→ **Requirements**
Extract each line of the data that contains the string "green". Match case.
+++
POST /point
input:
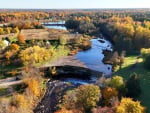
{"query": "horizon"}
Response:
(74, 4)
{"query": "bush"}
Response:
(34, 55)
(147, 62)
(87, 96)
(127, 105)
(21, 38)
(82, 98)
(133, 86)
(108, 93)
(118, 83)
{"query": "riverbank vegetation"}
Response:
(26, 44)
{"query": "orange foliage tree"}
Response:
(108, 93)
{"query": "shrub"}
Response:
(103, 110)
(116, 82)
(82, 98)
(21, 38)
(70, 99)
(34, 55)
(133, 86)
(108, 93)
(34, 87)
(87, 96)
(63, 40)
(147, 62)
(127, 105)
(14, 47)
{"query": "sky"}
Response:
(66, 4)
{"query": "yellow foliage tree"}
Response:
(20, 101)
(34, 87)
(21, 38)
(127, 105)
(108, 93)
(14, 47)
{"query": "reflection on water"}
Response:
(94, 56)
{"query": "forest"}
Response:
(36, 60)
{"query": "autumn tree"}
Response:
(108, 93)
(127, 105)
(133, 86)
(82, 98)
(21, 38)
(87, 96)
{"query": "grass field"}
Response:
(143, 74)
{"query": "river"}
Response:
(92, 58)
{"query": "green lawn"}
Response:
(143, 74)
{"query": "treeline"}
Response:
(128, 35)
(17, 26)
(6, 17)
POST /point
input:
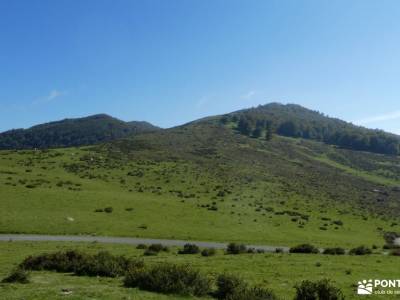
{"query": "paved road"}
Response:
(122, 240)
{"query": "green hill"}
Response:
(72, 132)
(295, 121)
(204, 181)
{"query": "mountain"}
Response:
(208, 180)
(296, 121)
(72, 132)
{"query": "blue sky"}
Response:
(169, 62)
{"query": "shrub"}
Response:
(319, 290)
(334, 251)
(189, 249)
(234, 248)
(158, 248)
(228, 286)
(234, 288)
(100, 264)
(19, 275)
(141, 246)
(361, 250)
(149, 252)
(208, 252)
(338, 222)
(395, 252)
(169, 279)
(304, 248)
(108, 209)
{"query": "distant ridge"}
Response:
(72, 132)
(293, 120)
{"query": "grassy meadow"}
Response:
(280, 272)
(206, 184)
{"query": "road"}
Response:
(122, 240)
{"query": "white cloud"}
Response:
(379, 118)
(201, 102)
(51, 96)
(249, 95)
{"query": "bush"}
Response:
(189, 249)
(158, 248)
(334, 251)
(234, 288)
(149, 252)
(108, 209)
(82, 264)
(362, 250)
(169, 279)
(19, 275)
(304, 248)
(141, 246)
(208, 252)
(234, 248)
(395, 252)
(319, 290)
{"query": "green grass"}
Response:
(277, 271)
(58, 191)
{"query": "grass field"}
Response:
(278, 271)
(207, 184)
(166, 199)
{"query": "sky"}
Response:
(170, 62)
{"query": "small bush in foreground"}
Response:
(208, 252)
(234, 248)
(17, 276)
(169, 279)
(158, 248)
(108, 209)
(189, 249)
(304, 248)
(149, 252)
(395, 252)
(318, 290)
(334, 251)
(234, 288)
(362, 250)
(83, 264)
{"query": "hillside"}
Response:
(72, 132)
(204, 181)
(296, 121)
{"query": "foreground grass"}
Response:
(38, 195)
(279, 272)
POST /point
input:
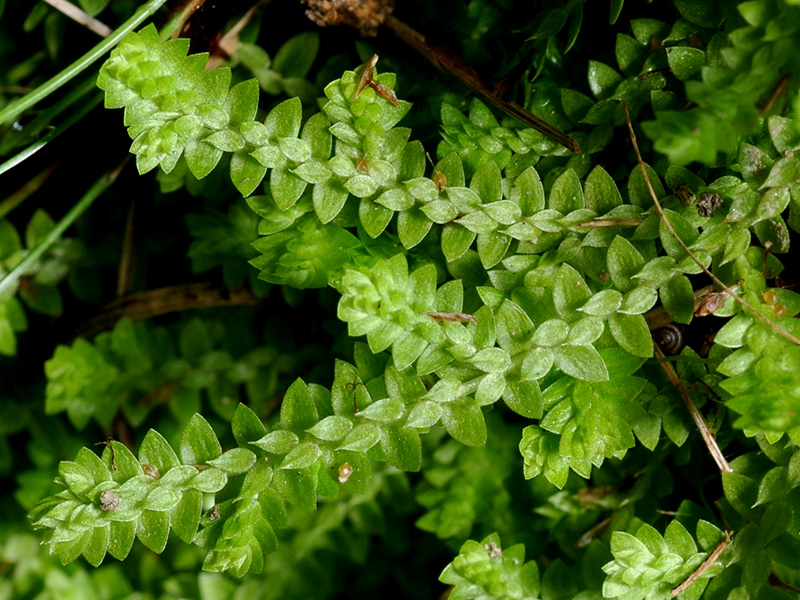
+++
→ **Finished exercise**
{"query": "green lawn"}
{"query": "green hill"}
{"query": "green grass"}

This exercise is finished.